Regarding Claim 12, Lord further teaches an atomizing device, comprising: the atomizing assembly of claim 1 ([0051]-[0052], Figs. 1-2; Electronic cigarette 1 (atomizing device) comprises vaporizer 6. [0056], Vaporiser 6 (atomizing assembly) comprises a heating element 17 and a heating element support 20. Lord has been modified in view of Zhou and Fraser such that the vaporizer 6 reads on the atomizing assembly of Claim 1).
Regarding Claims 13-14, Lord in view of Zhou and Fraser teaches the atomizing assembly of claim 1. Zhou further teaches the atomizing assembly wherein the heating assembly comprises a first wire and a second wire that are flexible ([0154], Figs. 1, 3-10; the mesh heating element 931 is formed by weaving or cross-winding one or more resistance wires 9311 (a first and second wire). The resistance wires 9311 must be flexible in order to be woven around the cylindrical wicking element 932),
wherein the first and second wire is electrically conductive ([0152], Figs. 1, 3-10; The resistance wires 9311 generally refers to metal or non-metal wires that have a certain resistance and can generate heat when energized, such as nickel-chromium alloy wire, iron-chromium alloy wire, etc (electrically conductive materials)), and
wherein the first wire and the second wire are sewn onto the first liquid conducting member from two opposite sides of the first liquid conducting member and are interwoven with each other ([0148], [0159], Figs. 1, 5; As shown in Fig. 5, the mesh heating element 931 comprises two left-handed resistance wires 9311a and two right-handed resistance wires 9311b, and it can be seen that the left-handed resistance wire 9311a and the right-handed resistance wire 9311b spiral upwards and intersect each other to form a 360-degree surrounding mesh structure. As shown in Figs. 1 and 5, a first left-handed resistance wire 9311a and a first right-handed resistance wire 9311b is provided onto wicking element 932 (first liquid conducting member) from a first side of the wicking element 932. A second left-handed resistance wire 9311a and a second right-handed resistance wire 9311b is provided onto wicking element 932 from a side of the wicking element 932 which opposes the first side. The wires 9311 are interwoven with each other. Lord has been modified in view of Zhou such that the first wire and the second wire are sewn onto the first liquid conducting member from two opposite sides of the first liquid conducting member and are interwoven with each other),
wherein the resistance of the second wire is smaller than the resistance of the first wire ([0154], Figs. 1, 3-10; the mesh heating element 931 is formed by weaving or cross-winding one or more resistance wires 9311. The resistance value of the resistance wires 9311 of the weaved mesh heating element 931 can be the same or different. If the resistance values of the wires are different, a second wire must have a smaller resistance than the first wire).

Exercise brief ->
Copy the claim analysis from the words "Regarding Claim 12, Lord" through "of Claim 1).", swapping "Electronic cigarette" for "E-cigarette".

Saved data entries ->

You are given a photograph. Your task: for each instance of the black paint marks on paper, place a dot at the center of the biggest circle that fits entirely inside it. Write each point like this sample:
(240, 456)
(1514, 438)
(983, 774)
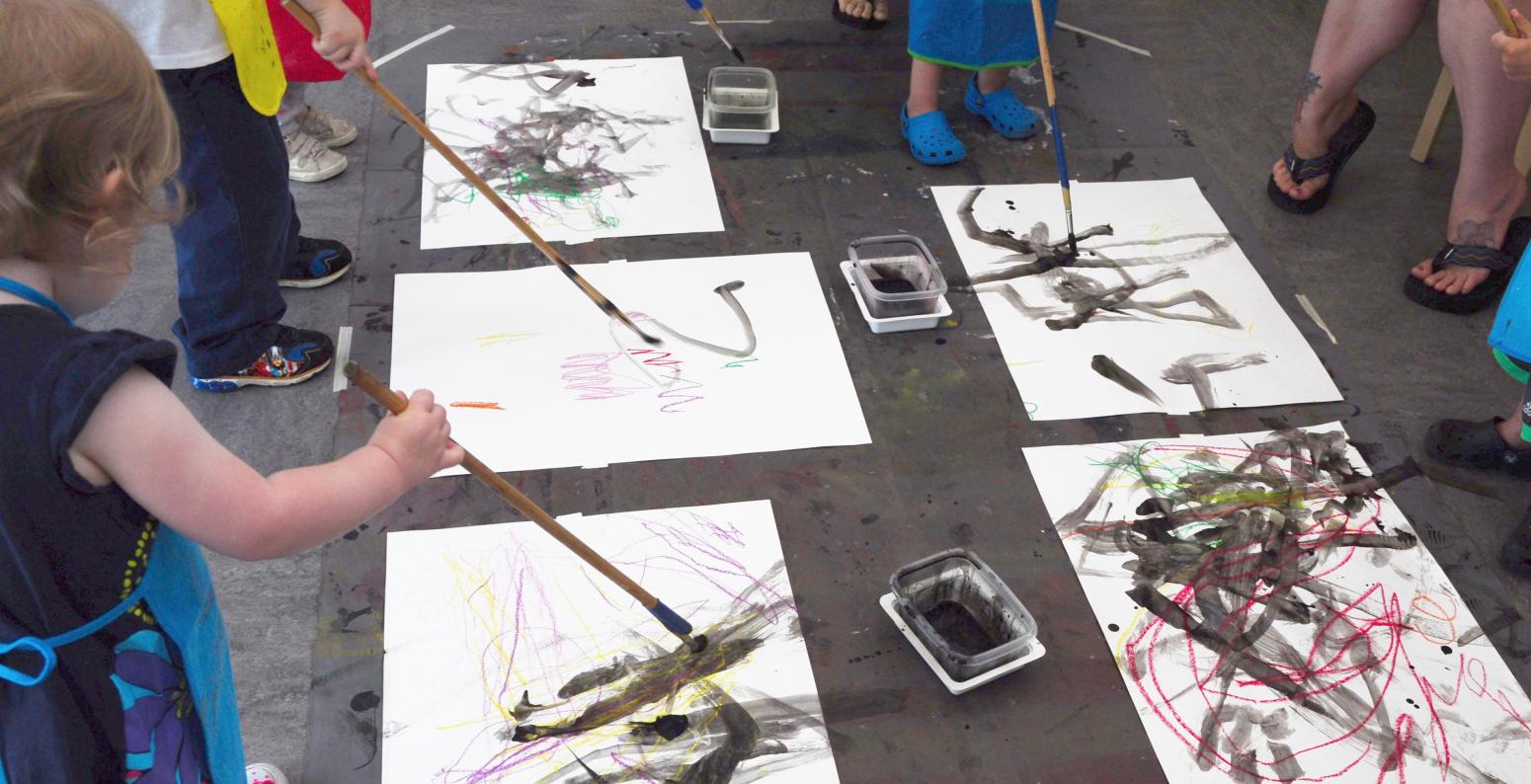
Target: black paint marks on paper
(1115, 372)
---
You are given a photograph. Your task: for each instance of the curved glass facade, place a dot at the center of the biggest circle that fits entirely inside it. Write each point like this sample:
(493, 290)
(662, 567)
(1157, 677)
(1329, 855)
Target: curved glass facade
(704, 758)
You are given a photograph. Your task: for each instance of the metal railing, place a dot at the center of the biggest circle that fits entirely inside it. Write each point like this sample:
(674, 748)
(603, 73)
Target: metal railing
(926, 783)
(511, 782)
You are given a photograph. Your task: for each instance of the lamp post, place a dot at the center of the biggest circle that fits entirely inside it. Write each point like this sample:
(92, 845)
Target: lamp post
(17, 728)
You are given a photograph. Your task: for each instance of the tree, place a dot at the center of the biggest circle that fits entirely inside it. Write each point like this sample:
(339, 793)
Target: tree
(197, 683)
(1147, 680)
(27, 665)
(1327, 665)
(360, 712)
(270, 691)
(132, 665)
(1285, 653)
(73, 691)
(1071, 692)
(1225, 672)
...
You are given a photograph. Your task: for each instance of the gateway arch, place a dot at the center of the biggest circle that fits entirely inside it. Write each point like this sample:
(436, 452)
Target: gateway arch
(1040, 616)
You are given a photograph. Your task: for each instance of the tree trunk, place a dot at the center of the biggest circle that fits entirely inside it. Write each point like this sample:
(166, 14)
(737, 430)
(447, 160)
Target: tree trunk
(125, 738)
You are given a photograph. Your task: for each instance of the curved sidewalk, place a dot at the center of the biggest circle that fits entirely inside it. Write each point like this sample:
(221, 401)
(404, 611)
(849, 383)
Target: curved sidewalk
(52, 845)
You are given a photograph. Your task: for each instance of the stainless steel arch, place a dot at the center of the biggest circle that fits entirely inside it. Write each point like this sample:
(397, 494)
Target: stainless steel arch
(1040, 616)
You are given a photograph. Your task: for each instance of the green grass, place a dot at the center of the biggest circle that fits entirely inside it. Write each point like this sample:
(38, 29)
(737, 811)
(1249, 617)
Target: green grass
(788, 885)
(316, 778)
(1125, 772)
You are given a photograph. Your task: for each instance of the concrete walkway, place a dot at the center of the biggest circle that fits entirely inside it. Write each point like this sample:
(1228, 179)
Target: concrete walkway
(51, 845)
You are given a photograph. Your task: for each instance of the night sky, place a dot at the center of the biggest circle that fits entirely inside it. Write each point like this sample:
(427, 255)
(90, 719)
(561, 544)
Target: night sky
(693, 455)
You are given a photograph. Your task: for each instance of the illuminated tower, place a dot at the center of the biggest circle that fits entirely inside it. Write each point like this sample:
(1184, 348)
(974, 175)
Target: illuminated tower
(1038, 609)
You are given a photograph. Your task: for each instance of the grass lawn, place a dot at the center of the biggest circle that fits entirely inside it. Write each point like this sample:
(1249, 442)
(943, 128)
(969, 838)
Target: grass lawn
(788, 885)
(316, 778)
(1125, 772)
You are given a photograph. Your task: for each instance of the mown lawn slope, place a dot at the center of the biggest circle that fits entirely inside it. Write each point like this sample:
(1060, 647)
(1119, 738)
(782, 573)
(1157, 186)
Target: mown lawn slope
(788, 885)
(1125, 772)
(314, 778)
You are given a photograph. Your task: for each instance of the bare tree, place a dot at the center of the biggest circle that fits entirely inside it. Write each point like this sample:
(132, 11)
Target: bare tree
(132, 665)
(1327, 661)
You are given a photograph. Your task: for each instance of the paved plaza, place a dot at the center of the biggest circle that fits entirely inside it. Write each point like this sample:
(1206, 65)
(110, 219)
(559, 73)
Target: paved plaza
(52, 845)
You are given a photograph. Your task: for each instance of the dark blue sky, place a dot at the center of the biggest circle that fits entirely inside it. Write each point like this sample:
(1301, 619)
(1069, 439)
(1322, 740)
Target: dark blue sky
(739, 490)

Exercise answer ->
Regarding Claim 12, Lord further teaches an atomizing device, comprising: the atomizing assembly of claim 1 ([0051]-[0052], Figs. 1-2; E-cigarette 1 (atomizing device) comprises vaporizer 6. [0056], Vaporiser 6 (atomizing assembly) comprises a heating element 17 and a heating element support 20. Lord has been modified in view of Zhou and Fraser such that the vaporizer 6 reads on the atomizing assembly of Claim 1).